◆ **Saved data entries**:
-- -- --

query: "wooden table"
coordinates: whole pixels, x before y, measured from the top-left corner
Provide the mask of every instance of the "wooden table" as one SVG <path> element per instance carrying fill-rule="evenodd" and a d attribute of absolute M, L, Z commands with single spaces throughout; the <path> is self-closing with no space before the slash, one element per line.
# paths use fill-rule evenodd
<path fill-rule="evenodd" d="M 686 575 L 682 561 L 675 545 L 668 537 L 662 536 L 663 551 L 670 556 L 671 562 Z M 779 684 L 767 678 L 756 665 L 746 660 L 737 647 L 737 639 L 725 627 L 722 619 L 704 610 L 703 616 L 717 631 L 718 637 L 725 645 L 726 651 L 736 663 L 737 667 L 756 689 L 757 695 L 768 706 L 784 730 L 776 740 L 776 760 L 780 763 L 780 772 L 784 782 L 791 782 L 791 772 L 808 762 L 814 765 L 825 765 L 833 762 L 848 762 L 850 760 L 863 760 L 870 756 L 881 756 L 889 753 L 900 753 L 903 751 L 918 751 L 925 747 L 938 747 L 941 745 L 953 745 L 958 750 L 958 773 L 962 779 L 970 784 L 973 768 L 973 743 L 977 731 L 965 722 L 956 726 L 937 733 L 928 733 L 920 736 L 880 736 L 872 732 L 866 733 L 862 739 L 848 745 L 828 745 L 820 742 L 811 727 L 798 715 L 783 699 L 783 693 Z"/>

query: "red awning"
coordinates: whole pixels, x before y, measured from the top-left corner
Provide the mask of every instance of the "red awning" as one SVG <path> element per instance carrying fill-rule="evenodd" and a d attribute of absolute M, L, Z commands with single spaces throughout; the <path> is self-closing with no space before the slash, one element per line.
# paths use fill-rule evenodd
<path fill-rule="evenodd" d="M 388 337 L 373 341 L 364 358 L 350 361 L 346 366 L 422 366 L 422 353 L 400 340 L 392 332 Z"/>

-- -- --

◆ **Instructions for the task**: Locate each line above that contains the word "every" and copy those lines out in full.

◆ **Written solution**:
Provide the mask of every instance of the "wooden table" as one SVG <path> element per instance carrying fill-rule="evenodd" and a d attribute of absolute M, L, Z commands with single spaces throughout; the <path> is self-closing with no space before the slash, one element per line.
Provide the mask of every instance of the "red awning" as one SVG <path> element per instance carrying fill-rule="evenodd" and a d attribute of absolute M, L, Z commands with single spaces throughout; the <path> is self-closing with no space before the slash, one element per line.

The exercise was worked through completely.